「自粛警察」危うい正義感 コロナ生活の鬱憤、攻撃に
営業する店舗に貼り紙をして脅す。県外ナンバーの車に嫌がらせをする。新型コロナウイルスの感染対策が続く中、私的に自粛を強いて攻撃する「自粛警察」と呼ばれる行為が目立つ。不自由な生活の鬱憤や不安が制裁に向かっていると専門家はみる。多くの県で緊急事態宣言が解除されたが、感染への警戒は続く。標的となった側のダメージは深く、感情的な言動の制御が求められる。
「コドモアツメルナ オミセシメロ」。4月下旬、千葉県八千代市の駄菓子店「まぼろし堂」の入り口で、店主の村山保子さん(74)は血の気が引いた。店の門に、定規をあてたような直線的な赤い文字の貼り紙。「放火でもされるのでは」と怖くなり、すぐに剥がして店の奥へしまった。
店は屋外の空きスペースに椅子や机が並び、普段は子どもたちが駄菓子を食べ、宿題をするなどしてにぎわう。新型コロナ対策で3月下旬から休業していたが、営業中と思い込んだ人が貼ったようだ。村山さんは眠れなくなり、精神安定剤の処方を受けた。
今は「6月ごろまでお休みしています」と掲示している。「感染が落ち着き再開した後も、怖がらずにまた子どもたちが来てくれればいいが……」。不安は消えない。
東京都大田区の居酒屋にも紙が貼られた(4月中旬)
感染防止に取り組む中で、店や外出者を私的に強くとがめる行為が各地で起きている。自粛警察と呼ばれ、同志社大の太田肇教授(組織論)は「長引く自粛生活で鬱憤がたまった状況が関係している」と指摘する。人はストレスを感じると攻撃対象を作って心の安定を図ろうとする傾向があり、「感染リスクを指摘できる対象への攻撃は正当化しやすく、はけ口にされた」とみる。
東京都大田区の居酒屋には4月中旬、「この様な事態でまだ営業しますか」という紙が貼られた。都の要請に応じ午後8時までの時短営業に変え、席数も半減させていた。店主の土屋一史さん(55)は「信念を持って営業を継続してまいります」と貼り紙で応じたが、翌日に上から「バカ」と書き加えられた。
店には一時、無言や怒鳴り声の電話も相次いだ。土屋さんは「感染を拡大させたくない気持ちは強くあるが、従業員の生活を守るためにも休業できない。立場を理解してほしい」と訴える。
感染者数が四国で最も少ない徳島県では、県の対応が呼び水となった。4月21日に県境をまたぐ移動を調査する方針を示したところ、県外ナンバー車への嫌がらせが増加。あおり運転や運転手への暴言、車体を傷つけられたといった相談が県に25件寄せられた。
══════════════════════════════
_課題概要_
「自粛警察」を扱った上記の記事を、最後の段落に続けて書き進めてください。 次の一覧は、「自粛警察」に関する記事とは別個の資料です。
══════════════════════════════
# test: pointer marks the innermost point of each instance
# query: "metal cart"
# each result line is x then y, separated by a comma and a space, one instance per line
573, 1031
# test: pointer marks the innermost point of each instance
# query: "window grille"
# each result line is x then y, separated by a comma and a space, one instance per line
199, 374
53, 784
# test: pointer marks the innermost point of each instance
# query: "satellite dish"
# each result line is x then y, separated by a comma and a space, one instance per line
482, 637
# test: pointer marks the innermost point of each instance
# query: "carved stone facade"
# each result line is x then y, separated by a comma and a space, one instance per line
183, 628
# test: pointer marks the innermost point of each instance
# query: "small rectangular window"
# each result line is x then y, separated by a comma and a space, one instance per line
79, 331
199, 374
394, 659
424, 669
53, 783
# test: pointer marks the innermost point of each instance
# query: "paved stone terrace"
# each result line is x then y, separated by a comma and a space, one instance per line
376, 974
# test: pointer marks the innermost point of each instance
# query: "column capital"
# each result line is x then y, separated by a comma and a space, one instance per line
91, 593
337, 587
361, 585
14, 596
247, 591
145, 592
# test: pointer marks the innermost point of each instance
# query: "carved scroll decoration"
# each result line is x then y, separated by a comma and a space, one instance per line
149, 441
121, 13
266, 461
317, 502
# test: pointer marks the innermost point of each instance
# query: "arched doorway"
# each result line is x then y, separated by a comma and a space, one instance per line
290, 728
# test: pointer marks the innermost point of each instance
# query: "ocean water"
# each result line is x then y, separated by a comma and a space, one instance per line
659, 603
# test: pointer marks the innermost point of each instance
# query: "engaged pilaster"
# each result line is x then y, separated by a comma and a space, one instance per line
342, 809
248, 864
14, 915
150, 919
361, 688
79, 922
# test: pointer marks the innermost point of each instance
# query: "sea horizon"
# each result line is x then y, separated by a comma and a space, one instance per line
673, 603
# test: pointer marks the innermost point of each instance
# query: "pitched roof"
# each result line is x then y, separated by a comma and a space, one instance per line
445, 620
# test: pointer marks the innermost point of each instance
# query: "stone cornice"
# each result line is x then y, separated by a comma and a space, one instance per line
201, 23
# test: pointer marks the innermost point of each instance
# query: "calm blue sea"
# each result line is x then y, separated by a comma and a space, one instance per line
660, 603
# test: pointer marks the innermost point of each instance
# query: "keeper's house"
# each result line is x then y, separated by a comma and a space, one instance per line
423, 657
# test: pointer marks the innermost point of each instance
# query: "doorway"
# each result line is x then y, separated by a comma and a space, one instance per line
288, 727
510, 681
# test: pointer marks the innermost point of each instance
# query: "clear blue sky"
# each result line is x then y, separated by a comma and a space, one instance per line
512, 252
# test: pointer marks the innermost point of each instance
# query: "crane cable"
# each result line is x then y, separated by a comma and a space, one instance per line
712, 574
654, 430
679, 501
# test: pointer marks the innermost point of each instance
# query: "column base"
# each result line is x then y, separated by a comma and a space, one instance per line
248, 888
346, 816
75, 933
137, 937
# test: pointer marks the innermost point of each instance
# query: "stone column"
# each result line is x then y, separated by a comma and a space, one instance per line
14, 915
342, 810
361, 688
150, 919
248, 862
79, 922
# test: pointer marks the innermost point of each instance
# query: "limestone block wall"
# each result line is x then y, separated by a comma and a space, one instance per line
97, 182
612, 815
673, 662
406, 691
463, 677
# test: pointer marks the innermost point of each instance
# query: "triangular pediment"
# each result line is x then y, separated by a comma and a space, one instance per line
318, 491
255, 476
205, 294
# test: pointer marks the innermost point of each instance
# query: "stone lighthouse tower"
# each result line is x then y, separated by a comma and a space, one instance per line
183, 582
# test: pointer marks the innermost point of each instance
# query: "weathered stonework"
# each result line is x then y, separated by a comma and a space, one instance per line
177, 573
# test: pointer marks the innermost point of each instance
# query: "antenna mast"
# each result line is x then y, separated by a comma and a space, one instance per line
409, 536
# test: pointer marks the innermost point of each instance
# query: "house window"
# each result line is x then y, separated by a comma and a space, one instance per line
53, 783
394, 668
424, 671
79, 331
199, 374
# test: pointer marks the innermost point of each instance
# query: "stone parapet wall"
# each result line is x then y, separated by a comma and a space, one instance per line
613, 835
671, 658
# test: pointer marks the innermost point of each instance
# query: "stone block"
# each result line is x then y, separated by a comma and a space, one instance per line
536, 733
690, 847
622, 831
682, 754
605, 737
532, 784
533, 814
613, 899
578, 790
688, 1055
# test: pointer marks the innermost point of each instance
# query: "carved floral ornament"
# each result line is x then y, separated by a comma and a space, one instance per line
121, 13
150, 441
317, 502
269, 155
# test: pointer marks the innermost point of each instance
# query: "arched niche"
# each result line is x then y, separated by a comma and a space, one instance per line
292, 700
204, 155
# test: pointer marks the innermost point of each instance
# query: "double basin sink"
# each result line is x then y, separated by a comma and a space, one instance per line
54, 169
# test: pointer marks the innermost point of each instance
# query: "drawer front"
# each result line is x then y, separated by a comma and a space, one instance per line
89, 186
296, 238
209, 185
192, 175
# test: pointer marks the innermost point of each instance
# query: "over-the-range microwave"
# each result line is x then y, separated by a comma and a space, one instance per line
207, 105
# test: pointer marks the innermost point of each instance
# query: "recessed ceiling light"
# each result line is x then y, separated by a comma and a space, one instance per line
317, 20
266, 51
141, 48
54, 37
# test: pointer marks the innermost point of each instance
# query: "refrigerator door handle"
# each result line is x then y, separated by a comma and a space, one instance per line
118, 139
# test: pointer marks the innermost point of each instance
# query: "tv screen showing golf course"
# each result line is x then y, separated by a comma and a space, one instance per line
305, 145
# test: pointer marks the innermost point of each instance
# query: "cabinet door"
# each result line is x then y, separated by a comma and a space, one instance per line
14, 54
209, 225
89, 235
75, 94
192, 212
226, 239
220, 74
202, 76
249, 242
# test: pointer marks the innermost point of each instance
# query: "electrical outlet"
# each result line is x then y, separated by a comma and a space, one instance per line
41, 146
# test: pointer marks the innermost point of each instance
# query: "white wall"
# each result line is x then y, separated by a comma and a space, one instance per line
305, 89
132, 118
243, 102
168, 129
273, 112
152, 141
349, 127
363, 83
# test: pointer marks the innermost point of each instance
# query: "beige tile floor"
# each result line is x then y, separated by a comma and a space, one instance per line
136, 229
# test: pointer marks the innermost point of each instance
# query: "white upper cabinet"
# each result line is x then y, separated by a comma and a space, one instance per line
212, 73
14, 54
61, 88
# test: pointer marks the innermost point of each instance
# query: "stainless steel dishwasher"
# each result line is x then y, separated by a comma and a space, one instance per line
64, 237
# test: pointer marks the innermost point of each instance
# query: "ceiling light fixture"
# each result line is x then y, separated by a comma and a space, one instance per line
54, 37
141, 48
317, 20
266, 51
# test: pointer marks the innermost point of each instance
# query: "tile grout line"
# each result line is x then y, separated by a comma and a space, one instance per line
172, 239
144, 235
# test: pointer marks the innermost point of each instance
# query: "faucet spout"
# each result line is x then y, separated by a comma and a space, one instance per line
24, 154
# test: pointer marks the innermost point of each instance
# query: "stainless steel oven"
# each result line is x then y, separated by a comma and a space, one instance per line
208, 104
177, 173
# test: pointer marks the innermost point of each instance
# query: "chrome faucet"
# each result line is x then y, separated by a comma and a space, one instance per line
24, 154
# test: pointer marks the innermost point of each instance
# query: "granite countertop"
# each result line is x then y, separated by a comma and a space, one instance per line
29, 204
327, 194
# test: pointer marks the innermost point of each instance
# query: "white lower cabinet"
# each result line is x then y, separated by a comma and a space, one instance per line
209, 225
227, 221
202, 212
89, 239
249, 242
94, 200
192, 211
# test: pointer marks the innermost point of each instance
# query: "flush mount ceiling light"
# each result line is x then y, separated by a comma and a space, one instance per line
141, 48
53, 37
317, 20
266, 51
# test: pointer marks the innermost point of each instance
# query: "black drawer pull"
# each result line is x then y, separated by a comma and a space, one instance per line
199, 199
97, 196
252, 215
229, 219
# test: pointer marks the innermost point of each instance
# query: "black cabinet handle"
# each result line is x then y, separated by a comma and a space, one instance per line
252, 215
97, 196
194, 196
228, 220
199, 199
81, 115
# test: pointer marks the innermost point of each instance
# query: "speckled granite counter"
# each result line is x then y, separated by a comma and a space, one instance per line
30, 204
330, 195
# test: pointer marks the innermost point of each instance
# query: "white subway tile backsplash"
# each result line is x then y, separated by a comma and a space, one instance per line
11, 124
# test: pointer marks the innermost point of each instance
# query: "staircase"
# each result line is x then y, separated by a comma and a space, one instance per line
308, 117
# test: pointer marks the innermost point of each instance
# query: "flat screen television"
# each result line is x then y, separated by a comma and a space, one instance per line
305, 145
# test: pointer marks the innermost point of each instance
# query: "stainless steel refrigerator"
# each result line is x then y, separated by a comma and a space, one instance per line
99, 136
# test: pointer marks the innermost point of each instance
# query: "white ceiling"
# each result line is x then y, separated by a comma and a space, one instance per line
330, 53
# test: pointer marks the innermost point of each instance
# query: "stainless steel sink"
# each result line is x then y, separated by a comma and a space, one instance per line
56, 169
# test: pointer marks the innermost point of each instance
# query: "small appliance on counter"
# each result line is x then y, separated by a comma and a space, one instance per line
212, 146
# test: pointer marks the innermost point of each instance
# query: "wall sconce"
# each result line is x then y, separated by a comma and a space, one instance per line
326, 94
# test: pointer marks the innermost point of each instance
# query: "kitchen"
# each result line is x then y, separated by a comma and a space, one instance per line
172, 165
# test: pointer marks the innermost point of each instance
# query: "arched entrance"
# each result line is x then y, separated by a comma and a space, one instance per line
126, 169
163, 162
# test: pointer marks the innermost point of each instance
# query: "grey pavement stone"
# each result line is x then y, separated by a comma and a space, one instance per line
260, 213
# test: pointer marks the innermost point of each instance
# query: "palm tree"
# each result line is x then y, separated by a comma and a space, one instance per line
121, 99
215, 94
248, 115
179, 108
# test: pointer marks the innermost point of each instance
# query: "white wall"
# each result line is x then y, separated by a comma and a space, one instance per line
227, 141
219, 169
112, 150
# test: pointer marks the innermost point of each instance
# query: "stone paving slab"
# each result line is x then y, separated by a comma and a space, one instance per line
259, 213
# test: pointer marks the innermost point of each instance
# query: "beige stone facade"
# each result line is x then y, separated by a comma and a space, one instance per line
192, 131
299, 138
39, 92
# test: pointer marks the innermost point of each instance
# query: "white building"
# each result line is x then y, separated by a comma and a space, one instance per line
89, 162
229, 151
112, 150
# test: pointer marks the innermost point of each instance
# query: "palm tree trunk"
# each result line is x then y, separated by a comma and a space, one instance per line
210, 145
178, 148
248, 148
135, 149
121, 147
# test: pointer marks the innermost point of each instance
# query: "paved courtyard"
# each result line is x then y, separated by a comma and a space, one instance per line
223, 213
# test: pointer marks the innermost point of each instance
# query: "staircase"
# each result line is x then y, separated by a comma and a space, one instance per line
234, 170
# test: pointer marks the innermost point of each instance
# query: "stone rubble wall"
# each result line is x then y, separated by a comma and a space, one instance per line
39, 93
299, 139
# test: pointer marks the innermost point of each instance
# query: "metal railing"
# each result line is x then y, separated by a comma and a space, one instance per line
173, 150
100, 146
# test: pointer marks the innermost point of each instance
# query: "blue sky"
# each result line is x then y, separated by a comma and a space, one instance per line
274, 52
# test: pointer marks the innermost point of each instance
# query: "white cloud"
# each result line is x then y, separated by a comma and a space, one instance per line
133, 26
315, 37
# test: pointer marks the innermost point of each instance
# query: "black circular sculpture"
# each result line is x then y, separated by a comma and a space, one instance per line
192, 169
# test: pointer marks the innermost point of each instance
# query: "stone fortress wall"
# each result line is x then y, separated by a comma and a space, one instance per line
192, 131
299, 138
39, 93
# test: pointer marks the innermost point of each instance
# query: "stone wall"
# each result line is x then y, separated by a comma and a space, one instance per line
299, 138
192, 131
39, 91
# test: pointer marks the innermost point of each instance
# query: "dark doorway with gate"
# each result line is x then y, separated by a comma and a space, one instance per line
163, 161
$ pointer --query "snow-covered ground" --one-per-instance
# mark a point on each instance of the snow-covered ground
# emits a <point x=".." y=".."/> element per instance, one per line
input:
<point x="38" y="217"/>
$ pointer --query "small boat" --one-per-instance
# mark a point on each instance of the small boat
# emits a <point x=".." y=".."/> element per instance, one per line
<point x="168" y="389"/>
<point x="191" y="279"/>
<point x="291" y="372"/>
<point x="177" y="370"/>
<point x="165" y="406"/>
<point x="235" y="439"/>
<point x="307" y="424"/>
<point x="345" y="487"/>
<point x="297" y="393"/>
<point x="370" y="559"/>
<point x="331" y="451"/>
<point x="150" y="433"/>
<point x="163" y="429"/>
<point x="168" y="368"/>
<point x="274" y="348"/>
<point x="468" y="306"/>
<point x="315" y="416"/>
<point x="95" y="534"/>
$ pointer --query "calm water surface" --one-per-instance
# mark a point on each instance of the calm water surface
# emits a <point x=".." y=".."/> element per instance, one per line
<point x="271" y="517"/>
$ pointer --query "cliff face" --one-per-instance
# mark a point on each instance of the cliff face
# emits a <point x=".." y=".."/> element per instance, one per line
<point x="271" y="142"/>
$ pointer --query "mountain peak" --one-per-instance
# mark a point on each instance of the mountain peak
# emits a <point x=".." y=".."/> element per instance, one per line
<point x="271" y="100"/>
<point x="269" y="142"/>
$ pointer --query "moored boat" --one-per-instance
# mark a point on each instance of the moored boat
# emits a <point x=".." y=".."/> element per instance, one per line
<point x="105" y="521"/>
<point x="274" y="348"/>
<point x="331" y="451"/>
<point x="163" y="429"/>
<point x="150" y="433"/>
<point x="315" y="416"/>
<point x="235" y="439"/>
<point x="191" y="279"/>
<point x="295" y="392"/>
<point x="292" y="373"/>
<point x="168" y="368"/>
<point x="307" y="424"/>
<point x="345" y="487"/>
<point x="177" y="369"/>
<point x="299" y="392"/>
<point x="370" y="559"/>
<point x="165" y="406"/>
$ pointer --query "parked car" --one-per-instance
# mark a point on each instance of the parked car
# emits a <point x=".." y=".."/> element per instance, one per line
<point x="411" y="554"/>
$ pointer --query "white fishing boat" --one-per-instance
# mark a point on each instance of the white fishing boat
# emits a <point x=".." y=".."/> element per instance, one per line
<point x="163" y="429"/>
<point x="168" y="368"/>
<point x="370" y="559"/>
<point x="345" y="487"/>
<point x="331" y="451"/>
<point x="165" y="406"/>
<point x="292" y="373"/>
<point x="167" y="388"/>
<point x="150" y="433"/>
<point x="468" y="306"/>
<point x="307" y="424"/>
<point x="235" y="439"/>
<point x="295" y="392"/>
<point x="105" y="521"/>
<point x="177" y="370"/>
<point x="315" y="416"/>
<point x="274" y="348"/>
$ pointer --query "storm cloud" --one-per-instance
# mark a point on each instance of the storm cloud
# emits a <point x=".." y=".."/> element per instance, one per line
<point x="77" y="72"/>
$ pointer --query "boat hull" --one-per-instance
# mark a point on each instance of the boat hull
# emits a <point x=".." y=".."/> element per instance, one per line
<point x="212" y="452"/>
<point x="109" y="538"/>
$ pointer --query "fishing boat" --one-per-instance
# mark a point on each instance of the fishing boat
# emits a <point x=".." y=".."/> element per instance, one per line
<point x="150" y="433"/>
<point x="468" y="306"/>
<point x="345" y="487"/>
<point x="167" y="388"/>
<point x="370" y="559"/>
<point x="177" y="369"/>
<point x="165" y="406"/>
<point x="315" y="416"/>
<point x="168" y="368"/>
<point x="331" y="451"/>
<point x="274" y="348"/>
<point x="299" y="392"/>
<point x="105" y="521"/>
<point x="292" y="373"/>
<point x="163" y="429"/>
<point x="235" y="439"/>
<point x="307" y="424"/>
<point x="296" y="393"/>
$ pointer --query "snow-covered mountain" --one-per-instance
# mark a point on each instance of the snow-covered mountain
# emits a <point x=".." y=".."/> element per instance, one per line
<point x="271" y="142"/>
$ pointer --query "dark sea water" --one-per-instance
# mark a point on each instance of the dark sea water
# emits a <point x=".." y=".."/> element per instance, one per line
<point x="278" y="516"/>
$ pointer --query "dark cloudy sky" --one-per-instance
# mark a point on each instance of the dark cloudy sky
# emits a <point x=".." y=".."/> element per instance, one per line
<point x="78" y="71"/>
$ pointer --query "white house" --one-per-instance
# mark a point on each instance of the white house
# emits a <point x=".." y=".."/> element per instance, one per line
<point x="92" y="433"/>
══════════════════════════════
_演習解答_
飯泉嘉門知事は記者会見で「(調査の)メッセージが少し強すぎたかもしれない」と釈明し、嫌がらせを行わないよう県民に呼びかけた。県外ナンバーの車に乗る市民の不安を和らげるため、同県三好市では同月27日から、ダッシュボードで「徳島県内在住者です」と表示できるデザイン紙を配布している。
39県で緊急事態宣言が解除され、休業要請の緩和が進む。一方で政府が県境を越える移動は避けるよう求めるなど、感染防止への自粛は続く。
かつてと違う暮らしの中、他人を過度に攻撃する精神状態に陥らないためには。太田教授は「自分の『正義』は絶対的でない、と気づくことだ」と強調する。具体的には▽インターネット上で自分と同じ意見ばかりをあてにしない▽日常的なコミュニティー以外の人とも意見を交わす▽他人の行動に不満でも相手の立場になって考えてみる――姿勢が重要という。
■感染者特定も 法務省「相談を」
自粛警察と同様の行為はインターネット上でも過熱しやすい。新型コロナウイルスの感染確認後に帰省先の山梨県から東京都に移動した女性を巡り、個人情報を特定し公開しようとする投稿が相次いだ。過去の災害ではSNS(交流サイト)の笑顔の写真などに対し、不謹慎だとして中傷する「不謹慎狩り」も見られた。
全国の法務局などではネット上の人権侵害について相談を受け付けている。プライバシー侵害や名誉毀損があったとして救済手続きに入るケースは増加傾向にある。2019年は1985件で、10年(658件)の約3倍。SNSなどの普及が背景にあるとみられる。
ネット上で個人情報が無断で公開されるなどした場合、法務局は相談に基づきプロバイダーに削除を要請するなどしている。法務省の担当者は「新型コロナに限らず、気軽に相談してほしい」と呼びかけている。